● Required action: Apart from the images, repeat the data below exactly as written.

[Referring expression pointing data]
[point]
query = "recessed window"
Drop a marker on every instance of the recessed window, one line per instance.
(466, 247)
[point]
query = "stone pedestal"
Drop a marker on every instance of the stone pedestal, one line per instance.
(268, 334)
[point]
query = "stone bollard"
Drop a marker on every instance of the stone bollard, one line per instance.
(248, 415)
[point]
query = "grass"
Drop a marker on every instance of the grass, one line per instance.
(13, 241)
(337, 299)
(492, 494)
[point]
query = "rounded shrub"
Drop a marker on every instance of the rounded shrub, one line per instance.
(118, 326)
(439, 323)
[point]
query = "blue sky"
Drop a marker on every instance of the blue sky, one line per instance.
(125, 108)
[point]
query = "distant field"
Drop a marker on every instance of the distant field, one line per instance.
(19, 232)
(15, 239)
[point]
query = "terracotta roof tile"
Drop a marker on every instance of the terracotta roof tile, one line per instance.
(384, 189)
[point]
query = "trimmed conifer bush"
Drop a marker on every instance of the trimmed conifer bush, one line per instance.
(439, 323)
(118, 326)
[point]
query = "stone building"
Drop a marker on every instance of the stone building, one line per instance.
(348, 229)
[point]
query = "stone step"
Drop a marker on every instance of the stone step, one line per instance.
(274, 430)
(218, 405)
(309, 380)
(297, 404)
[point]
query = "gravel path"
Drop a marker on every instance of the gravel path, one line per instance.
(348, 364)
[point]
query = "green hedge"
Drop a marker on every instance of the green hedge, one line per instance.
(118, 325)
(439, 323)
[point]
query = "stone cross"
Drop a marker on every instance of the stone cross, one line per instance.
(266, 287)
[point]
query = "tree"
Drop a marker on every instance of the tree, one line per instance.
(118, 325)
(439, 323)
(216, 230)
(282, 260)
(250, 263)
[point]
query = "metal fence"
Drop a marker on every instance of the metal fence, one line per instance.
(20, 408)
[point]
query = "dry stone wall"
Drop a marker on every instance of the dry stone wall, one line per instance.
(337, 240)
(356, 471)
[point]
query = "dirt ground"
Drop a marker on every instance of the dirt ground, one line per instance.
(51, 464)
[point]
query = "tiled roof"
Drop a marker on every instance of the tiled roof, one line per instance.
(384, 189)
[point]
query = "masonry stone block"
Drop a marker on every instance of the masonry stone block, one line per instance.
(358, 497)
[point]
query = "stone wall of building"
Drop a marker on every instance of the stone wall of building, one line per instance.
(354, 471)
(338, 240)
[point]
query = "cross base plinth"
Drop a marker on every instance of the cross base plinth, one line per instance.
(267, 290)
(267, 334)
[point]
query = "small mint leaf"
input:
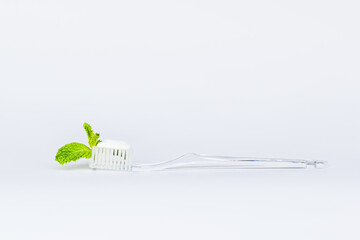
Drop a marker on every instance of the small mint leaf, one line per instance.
(93, 137)
(72, 152)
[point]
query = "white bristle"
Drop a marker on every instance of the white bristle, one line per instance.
(112, 155)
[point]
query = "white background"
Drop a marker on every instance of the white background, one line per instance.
(242, 78)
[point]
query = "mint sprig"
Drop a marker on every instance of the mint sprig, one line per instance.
(74, 151)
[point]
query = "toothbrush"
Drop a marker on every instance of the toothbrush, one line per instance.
(117, 155)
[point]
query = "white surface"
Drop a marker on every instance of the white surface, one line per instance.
(241, 78)
(113, 144)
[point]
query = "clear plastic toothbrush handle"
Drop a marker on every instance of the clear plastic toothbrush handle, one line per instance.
(200, 161)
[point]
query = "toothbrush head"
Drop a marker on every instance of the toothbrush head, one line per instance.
(113, 155)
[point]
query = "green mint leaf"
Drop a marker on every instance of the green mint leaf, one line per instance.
(93, 137)
(72, 152)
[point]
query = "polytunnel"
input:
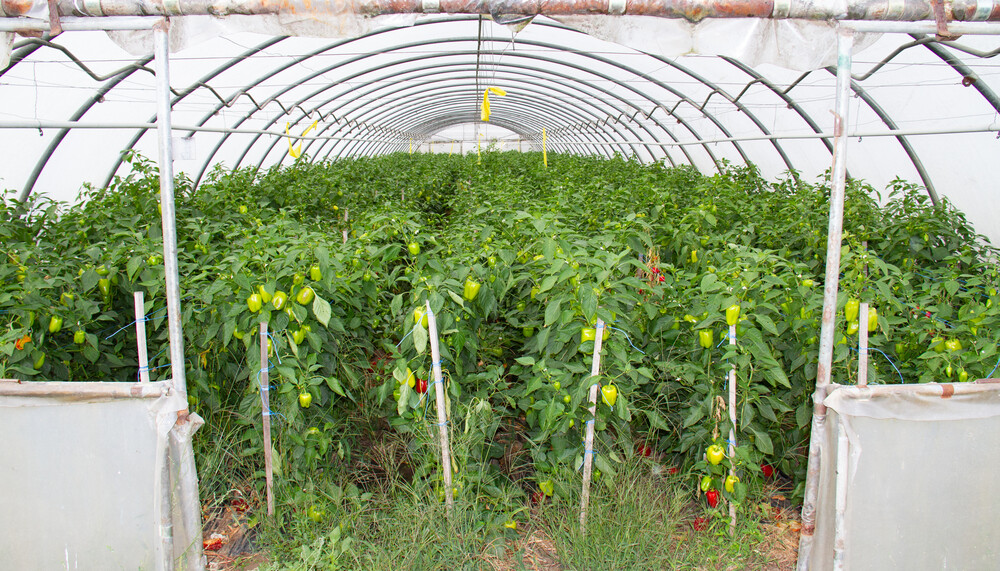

● Exercise result:
[point]
query = "recessed window"
Drop a marker on every instance of the recessed window, one line per instance.
(466, 247)
[point]
query = "stone pedestal"
Drop a marker on every instance of the stone pedestal, one line per instance.
(268, 334)
[point]
query = "stone bollard"
Drop a marker on every instance of the stone bollard, one line per instance.
(248, 415)
[point]
query = "grass"
Drop a marker on every instance of the grass, one line per instance.
(13, 241)
(337, 299)
(492, 494)
[point]
query = "rounded shrub"
Drop a marker on every instance of the rounded shrub, one line per instance.
(118, 326)
(439, 323)
[point]
query = "blue sky"
Drop a marker on every instance of the blue sky, one line per instance.
(125, 108)
[point]
query = "distant field"
Drop a marker on every instance of the distant field, one line per instance.
(19, 232)
(15, 239)
[point]
query = "terracotta roof tile"
Drop a marker on every instance of the terracotta roof tile, one line per instance.
(384, 189)
[point]
query = "trimmed conifer bush"
Drop a marker on every instance of the trimmed conifer bush, one line per instance.
(439, 323)
(118, 326)
[point]
query = "stone building"
Drop a marker on every instance of the stone building, one line per instance.
(348, 229)
[point]
query = "stone step"
Drop a marker on every instance of the stone step, one line per instance.
(274, 430)
(218, 405)
(309, 380)
(297, 404)
[point]
query = "gravel path"
Drop a marker on every instance of the gravel path, one line per instance.
(348, 364)
[point]
query = "green hedge"
Drop a marker on every instance of the green hedge, one line per instance.
(118, 325)
(439, 323)
[point]
query = "stone cross"
Drop a marker on every instance of the stone cross, one line per instance.
(266, 287)
[point]
query = "tree"
Drop a marker on every instance of the tree, one line per instance.
(118, 325)
(439, 323)
(216, 230)
(282, 260)
(250, 263)
[point]
query = "metal fence"
Drop a marker on every instance of the metal fence, one line per instance.
(20, 408)
[point]
query = "dry stone wall"
Drop a marker on every instance of the dry stone wall, one line per instance.
(337, 240)
(356, 471)
[point]
query = "dirt ground"
Drop a marker on every instance of the dirt ground, one line per instance.
(51, 464)
[point]
query = "tiled roof"
Drop a marker on every instance of the tiled roof, one line per instance.
(384, 189)
[point]
query = "masonry stone block"
Drop a marker on every instance of the masonry stone block, one line per instance.
(358, 497)
[point]
query = "stone wall of building"
Drop a marker on every instance of the stone wall of building, one line per instance.
(354, 471)
(338, 240)
[point]
query = "cross base plinth"
Drop a marker on every instance of the cross base plinth, one line per instance.
(267, 290)
(267, 334)
[point]
query = "small mint leaf"
input:
Drop a marker on every instance of the small mint leaf, one line per instance.
(93, 137)
(72, 152)
[point]
query = "white bristle"
Drop a marker on every instance of the white bristle, one line per instance.
(112, 155)
[point]
query = "white background"
Drop a marker on every instance of the white background, one line per instance.
(242, 78)
[point]
query = "mint sprig"
Drop a marker on every instance of the mint sprig, one line per instance.
(74, 151)
[point]
query = "toothbrush"
Drop a marker on every instance of the toothbrush, one line per instance.
(117, 155)
[point]
query = "white surface"
Drop a marker on every instance of the white surface, one line per instance.
(241, 78)
(113, 144)
[point]
query = "clear plastic toothbrush handle"
Drop a marker on every instance of the clear plastic toothbrush handle, one line per instance.
(200, 161)
[point]
query = "toothbrush head"
Drop a marker on every instance of the toothbrush head, one line per instance.
(113, 155)
[point]
query = "green mint leaf"
Drop a marker on every instance of the green mint leaf, one line per instance.
(93, 137)
(72, 152)
[point]
query = "polytunnel"
input:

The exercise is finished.